__THE INPUT__
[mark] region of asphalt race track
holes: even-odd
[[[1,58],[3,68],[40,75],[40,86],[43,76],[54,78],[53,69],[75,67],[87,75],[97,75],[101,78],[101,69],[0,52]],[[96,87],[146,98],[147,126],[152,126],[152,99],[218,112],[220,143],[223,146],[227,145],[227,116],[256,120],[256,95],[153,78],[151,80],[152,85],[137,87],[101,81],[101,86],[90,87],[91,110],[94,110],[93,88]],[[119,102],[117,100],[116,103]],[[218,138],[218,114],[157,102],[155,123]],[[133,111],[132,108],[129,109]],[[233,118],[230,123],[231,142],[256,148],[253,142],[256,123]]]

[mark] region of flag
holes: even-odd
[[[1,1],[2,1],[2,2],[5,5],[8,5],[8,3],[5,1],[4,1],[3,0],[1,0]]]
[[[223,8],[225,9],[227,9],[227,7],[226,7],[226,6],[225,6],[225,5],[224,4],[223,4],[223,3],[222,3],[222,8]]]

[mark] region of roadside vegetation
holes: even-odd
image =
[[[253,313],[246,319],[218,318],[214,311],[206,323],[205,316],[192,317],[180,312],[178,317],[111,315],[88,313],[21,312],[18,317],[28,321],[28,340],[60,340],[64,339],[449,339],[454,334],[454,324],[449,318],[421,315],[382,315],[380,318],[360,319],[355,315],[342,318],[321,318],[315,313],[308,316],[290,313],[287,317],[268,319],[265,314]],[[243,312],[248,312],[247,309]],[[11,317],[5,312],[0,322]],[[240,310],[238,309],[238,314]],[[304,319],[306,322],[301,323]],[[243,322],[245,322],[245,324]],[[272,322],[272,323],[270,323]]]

__YOUR GOAL__
Gather every line in the records above that contains the word "region", and copy each one out in full.

__ANSWER__
[mark] region of asphalt race track
[mark] region of flag
[mark] region of roadside vegetation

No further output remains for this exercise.